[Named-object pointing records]
┌──

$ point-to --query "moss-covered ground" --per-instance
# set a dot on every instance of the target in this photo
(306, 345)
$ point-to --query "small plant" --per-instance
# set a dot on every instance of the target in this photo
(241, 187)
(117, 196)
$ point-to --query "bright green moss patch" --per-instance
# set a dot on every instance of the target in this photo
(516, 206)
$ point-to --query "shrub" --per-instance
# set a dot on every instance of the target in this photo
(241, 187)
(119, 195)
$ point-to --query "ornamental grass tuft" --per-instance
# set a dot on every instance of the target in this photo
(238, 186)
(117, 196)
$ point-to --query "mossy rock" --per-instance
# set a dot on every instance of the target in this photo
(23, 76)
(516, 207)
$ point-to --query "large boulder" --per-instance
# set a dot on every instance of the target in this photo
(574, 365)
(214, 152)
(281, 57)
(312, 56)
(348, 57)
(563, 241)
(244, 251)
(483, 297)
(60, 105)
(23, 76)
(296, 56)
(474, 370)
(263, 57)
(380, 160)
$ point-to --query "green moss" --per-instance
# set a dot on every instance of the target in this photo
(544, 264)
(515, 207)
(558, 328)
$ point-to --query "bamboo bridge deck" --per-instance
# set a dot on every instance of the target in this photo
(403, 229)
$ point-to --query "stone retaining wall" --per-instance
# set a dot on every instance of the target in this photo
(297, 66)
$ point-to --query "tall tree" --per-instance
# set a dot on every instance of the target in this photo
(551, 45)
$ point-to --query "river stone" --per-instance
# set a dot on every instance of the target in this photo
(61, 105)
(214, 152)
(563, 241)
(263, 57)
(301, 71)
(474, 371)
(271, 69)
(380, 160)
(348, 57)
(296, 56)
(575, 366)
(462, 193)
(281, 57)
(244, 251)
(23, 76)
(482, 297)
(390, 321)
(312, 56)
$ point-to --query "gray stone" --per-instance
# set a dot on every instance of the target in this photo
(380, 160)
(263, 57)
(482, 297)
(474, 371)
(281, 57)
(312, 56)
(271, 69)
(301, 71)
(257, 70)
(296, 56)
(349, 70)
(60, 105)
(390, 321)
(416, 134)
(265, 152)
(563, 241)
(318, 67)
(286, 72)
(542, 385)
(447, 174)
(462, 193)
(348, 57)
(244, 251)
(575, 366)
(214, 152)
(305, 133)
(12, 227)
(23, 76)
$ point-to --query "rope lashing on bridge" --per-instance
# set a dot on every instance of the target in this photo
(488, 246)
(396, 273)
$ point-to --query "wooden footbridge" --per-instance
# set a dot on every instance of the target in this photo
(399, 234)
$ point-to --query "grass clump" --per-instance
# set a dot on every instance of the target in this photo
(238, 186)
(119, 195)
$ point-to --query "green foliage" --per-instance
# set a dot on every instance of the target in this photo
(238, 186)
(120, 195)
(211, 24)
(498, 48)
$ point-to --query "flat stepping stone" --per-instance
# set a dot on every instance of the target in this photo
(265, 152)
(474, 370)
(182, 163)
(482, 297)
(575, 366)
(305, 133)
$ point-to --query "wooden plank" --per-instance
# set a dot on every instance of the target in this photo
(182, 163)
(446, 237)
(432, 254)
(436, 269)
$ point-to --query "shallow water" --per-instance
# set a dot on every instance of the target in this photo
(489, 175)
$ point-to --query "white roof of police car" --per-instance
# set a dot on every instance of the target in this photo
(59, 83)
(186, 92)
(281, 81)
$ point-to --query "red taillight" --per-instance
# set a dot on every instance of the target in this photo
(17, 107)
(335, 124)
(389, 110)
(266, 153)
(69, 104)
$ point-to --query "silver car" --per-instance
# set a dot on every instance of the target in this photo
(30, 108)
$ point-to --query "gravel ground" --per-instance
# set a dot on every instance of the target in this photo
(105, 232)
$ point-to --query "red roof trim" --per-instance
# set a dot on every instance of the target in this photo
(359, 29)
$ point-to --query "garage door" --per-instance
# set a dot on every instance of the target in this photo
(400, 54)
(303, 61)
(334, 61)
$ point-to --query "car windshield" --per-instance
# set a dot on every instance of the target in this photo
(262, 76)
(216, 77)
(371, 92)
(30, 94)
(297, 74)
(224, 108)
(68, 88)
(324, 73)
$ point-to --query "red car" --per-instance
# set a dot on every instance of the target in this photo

└──

#### WHAT IS ASKED
Transcribe all of the entries without altering anything.

#### FULL OUTPUT
$ point-to --query "moss-covered ground" --per-instance
# set a dot on every instance of the target in this photo
(306, 345)
$ point-to --query "small plant" --per-instance
# set a dot on every instance of the target in this photo
(241, 187)
(117, 196)
$ point-to --query "bright green moss patch" --per-instance
# set a dot on every instance of the target in this photo
(516, 206)
$ point-to --query "shrub" --per-instance
# set a dot on every instance of the target in this photo
(241, 187)
(119, 195)
$ point-to --query "ornamental grass tuft" --per-instance
# set a dot on every instance of the target in this photo
(238, 186)
(117, 196)
$ point-to --query "mossy rock" --per-instance
# set a dot on every instance of the target in this photo
(23, 76)
(516, 207)
$ point-to --query "large boulder" --per-instance
# set a dot on every instance of the target in this photo
(574, 365)
(214, 152)
(281, 57)
(312, 56)
(348, 57)
(563, 241)
(244, 251)
(483, 297)
(60, 105)
(23, 76)
(296, 56)
(474, 370)
(263, 57)
(380, 160)
$ point-to --query "green moss" --per-instance
# set a dot on every instance of the target in this photo
(544, 264)
(515, 207)
(558, 328)
$ point-to --query "bamboo bridge deck" --per-instance
# set a dot on every instance of the target in this photo
(403, 229)
$ point-to --query "stone retaining wall" --per-instance
# set a dot on every instance of the target in this photo
(297, 66)
$ point-to --query "tall tree" --per-instance
# set a dot on every instance of the target in this photo
(551, 45)
$ point-to --query "river stone" --per-instance
# set a dot on every instance of the target in this photo
(61, 105)
(214, 152)
(563, 241)
(263, 57)
(301, 71)
(474, 371)
(271, 69)
(380, 160)
(348, 57)
(296, 56)
(575, 366)
(462, 193)
(281, 57)
(244, 251)
(23, 76)
(482, 297)
(390, 321)
(312, 56)
$ point-to --query "gray stone" --per-instance
# set a dot on every instance of the target in this photo
(380, 160)
(263, 57)
(482, 297)
(474, 371)
(281, 57)
(312, 56)
(271, 69)
(301, 71)
(257, 70)
(296, 56)
(349, 70)
(60, 105)
(390, 321)
(416, 134)
(265, 152)
(563, 241)
(318, 67)
(286, 72)
(542, 385)
(447, 174)
(462, 193)
(348, 57)
(244, 251)
(575, 366)
(214, 152)
(305, 133)
(12, 227)
(23, 76)
$ point-to --query "rope lashing on bridge" --per-instance
# set a dot on every instance of the target in this photo
(488, 246)
(396, 273)
$ point-to --query "wooden footbridge" --per-instance
# set a dot on every instance of the target in this photo
(399, 234)
$ point-to --query "grass clump" --per-instance
# set a dot on every instance of the target in this photo
(238, 186)
(119, 195)
$ point-to --query "green foliage" --per-instance
# set a dot on every instance of the target in this photo
(238, 186)
(120, 195)
(211, 24)
(498, 48)
$ point-to --query "flat stepping stone" --per-instance
# set a dot on every instance of the target in this photo
(265, 152)
(474, 370)
(182, 163)
(482, 297)
(575, 366)
(305, 133)
$ point-to --query "wooden plank" --per-instance
# set a dot on every instance of the target in this photo
(182, 163)
(446, 237)
(432, 254)
(436, 269)
$ point-to --query "shallow water" --per-instance
# set a dot on every instance of the target in this photo
(489, 175)
$ point-to --query "white roof of police car" --per-instance
# set a dot on every instance of the target in this photo
(59, 83)
(186, 92)
(281, 81)
$ point-to --query "red taillight" --per-instance
# set a dot on every instance of the target in this photo
(17, 107)
(335, 124)
(389, 110)
(266, 153)
(69, 104)
$ point-to --query "silver car" --per-instance
# set a dot on every instance of the target in this photo
(30, 108)
$ point-to --query "gravel ground" --per-instance
# set a dot on every instance of the target in this photo
(105, 232)
$ point-to --query "red roof trim" --per-instance
# set a dot on every instance of the target in this photo
(359, 29)
$ point-to --query "garage door" --per-instance
# set a dot on every instance of the target in this photo
(400, 54)
(303, 61)
(334, 61)
$ point-to --query "car windshield" --per-instance
# set a dot on every instance of the target in this photo
(262, 76)
(216, 77)
(371, 92)
(30, 94)
(297, 74)
(224, 108)
(68, 88)
(324, 73)
$ point-to --query "red car" --per-instance
# set a dot on every instance of the target in this photo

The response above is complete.